Switch every "indicate" in the material below to "mark", and write out all the lines again with nothing else changed.
###
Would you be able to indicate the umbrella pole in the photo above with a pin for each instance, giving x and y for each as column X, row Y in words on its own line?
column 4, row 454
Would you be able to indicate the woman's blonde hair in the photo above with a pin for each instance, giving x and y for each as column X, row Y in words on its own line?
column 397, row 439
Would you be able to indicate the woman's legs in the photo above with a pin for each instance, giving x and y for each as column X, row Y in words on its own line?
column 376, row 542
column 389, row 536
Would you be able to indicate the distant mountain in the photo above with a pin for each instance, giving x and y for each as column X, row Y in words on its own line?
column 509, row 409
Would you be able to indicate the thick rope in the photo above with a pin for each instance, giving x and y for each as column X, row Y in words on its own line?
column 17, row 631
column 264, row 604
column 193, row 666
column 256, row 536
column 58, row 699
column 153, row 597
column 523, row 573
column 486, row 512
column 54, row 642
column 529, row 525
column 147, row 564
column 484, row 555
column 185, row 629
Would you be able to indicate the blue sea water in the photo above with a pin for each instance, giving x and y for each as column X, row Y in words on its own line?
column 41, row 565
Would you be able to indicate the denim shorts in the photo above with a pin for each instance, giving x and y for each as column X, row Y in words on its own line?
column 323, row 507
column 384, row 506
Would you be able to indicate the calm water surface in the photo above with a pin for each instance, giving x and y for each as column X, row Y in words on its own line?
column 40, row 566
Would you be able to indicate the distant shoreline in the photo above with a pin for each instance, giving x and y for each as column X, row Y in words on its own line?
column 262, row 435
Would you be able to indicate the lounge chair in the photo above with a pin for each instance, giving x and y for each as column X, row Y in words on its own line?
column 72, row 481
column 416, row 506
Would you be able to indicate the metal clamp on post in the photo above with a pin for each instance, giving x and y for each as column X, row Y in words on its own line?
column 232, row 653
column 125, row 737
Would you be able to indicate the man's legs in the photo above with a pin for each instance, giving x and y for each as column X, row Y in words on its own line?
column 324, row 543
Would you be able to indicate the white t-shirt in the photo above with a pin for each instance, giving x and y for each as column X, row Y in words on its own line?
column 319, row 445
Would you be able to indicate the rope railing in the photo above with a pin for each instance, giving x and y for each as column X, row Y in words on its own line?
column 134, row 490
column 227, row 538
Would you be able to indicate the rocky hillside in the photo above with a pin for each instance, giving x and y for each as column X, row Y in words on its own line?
###
> **Task answer**:
Would you be able to mark the umbrella pole in the photo above with a pin for each instance, giving x and y for each as column X, row Y in words on its own line?
column 4, row 454
Would you be able to mark the woman's blonde hair in the photo above with a pin for each instance, giving x and y for each as column X, row Y in words on its own line?
column 397, row 439
Would you be able to mark the woman's legs in the photo above with a pin for each instance, giving x and y for each as column X, row Y in words on its own line?
column 376, row 542
column 389, row 536
Would you be able to mark the distant mountain in the photo above with a pin for each instance, giving x and y for each as column X, row Y in words on its own line?
column 509, row 409
Would you be able to mark the thick rope in the photo above with a pin for each instance, giving x and y for each as column X, row Y in words on its own line?
column 17, row 631
column 264, row 604
column 193, row 666
column 256, row 536
column 58, row 699
column 153, row 597
column 523, row 573
column 486, row 512
column 54, row 642
column 529, row 525
column 147, row 564
column 484, row 555
column 185, row 629
Would you be able to mark the blue sea water in the photo above with a pin for each instance, giving x and y for each as column X, row Y in words on its own line?
column 41, row 565
Would you be able to mark the denim shorts in the photo above with a pin for each instance, giving x and y for each as column X, row Y in words on its own line?
column 323, row 507
column 384, row 506
Would you be able to mark the calm water surface in the photo above with a pin for each instance, giving x and y for each as column X, row Y in words on its own line?
column 40, row 566
Would you be able to mark the distant shoreline in the photo above with a pin for each instance, giving x and y for each as column X, row Y in words on its own line?
column 262, row 435
Would you be able to mark the lounge chair in the photo above with a pin for each instance, giving x and y for each as column X, row Y in words on its own line?
column 72, row 481
column 416, row 506
Would you be able to mark the metal clamp on post in the photo above with a pin for each instance, giving x and y for each as column X, row Y in words on its own line?
column 232, row 653
column 125, row 737
Would you be able to mark the man's legs in the photo above with a pin for each instance, giving x and y for each as column X, row Y in words on its own line?
column 324, row 543
Would you be able to mark the white t-shirt in the photo above with a pin for each instance, giving x and y for each as column X, row Y in words on its own line?
column 319, row 445
Would you be able to mark the rope railing in the photo above with a pin for each instance, giving x and y for each as column X, row Y in words on its own line?
column 134, row 490
column 227, row 538
Would you be able to mark the rocky hillside in the photo above with a pin for each instance, giving x and y for each as column X, row Y in words on its own line?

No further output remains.